引用文本:

你当前正在访问 Microsoft Azure Global Edition 技术文档网站。 如果需要访问由世纪互联运营的 Microsoft Azure 中国技术文档网站,请访问 https://docs.azure.cn。
构建一个检索增强生成(RAG)应用程序,完全在设备上用于回答有关文档集合的问题。 RAG 将基于嵌入的搜索与聊天模型相结合,以便答案以你自己的数据为基础,而不是只依赖于模型的训练知识。
本教程介绍如何:
- 设置项目并安装 Foundry 本地 SDK
- 创建文本文档的知识库
- 为文档生成嵌入内容
- 按相似性搜索相关文档
- 在检索的上下文中生成基于上下文的答案
- 清理资源
先决条件
- 至少具有 8 GB RAM 的 Windows、macOS 或 Linux 计算机。
- 已安装 Python 3.11 或更高版本。
安装软件包
如果您在 Windows 上开发或发布,请选择“Windows”选项卡。Windows 软件包与Windows ML 运行时集成,它提供相同的 API 接口,并拥有更广泛的硬件加速功能。
创建知识库
RAG 应用程序需要一组文档才能搜索。 定义用作知识库的文本字符串列表。 在生产应用程序中,列表可以是来自文件、数据库记录或任何其他文本源的段落。

给定数据:
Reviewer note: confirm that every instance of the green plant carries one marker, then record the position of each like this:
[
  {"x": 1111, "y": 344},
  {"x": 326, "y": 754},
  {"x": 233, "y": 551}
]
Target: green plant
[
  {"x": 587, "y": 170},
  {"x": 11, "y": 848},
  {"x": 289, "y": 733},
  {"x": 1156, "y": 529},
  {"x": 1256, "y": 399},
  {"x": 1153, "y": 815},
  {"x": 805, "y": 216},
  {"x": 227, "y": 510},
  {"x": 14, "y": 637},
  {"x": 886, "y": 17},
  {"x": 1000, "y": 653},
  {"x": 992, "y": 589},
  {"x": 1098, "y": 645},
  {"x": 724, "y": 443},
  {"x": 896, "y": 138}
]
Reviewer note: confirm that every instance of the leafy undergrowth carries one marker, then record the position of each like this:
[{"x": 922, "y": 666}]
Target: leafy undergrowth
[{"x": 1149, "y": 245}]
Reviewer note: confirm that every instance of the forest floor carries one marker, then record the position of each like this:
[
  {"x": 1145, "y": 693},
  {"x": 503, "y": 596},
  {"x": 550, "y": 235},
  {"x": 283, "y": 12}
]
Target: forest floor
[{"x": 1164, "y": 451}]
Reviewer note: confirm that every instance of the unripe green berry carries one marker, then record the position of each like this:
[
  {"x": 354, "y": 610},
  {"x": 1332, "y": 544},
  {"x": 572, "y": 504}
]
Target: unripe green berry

任务目标:
a – 把列表中从含有“Reviewer note: confirm that every instance of the unripe”的那一行起、到列表最后一行为止的各行逐字抄写出来，首尾两行都要包括。
b – 请从这篇在设备上构建 RAG 应用的教程停下的地方往下续写。

已解任务:
a –
Reviewer note: confirm that every instance of the unripe green berry carries one marker, then record the position of each like this:
[
  {"x": 354, "y": 610},
  {"x": 1332, "y": 544},
  {"x": 572, "y": 504}
]
Target: unripe green berry

b –
创建一个名为main.py的文件,并添加以下代码:
import math
from foundry_local_sdk import Configuration, FoundryLocalManager
# Knowledge base — each string represents a document
documents = [
"Foundry Local runs AI models directly on your device without cloud connectivity.",
"The Foundry Local SDK supports Python, C#, JavaScript, and Rust.",
"Embedding models convert text into numerical vectors for similarity search.",
"Foundry Local uses ONNX Runtime for efficient model inference on CPUs and GPUs.",
"The model catalog provides pre-optimized models that you can download and run locally.",
"Retrieval-augmented generation grounds model responses in your own data.",
"Vector similarity search finds documents that are semantically close to a query.",
"Chat completions generate natural language responses from a prompt and context.",
]
生成文档嵌入
初始化 SDK,加载嵌入模型,并将每个文档转换为数字向量。 这些向量表示每个文档的语义含义,并启用相似性搜索。
将以下代码添加到 main.py:
def main():
# Initialize the SDK
config = Configuration(app_name="foundry_local_rag")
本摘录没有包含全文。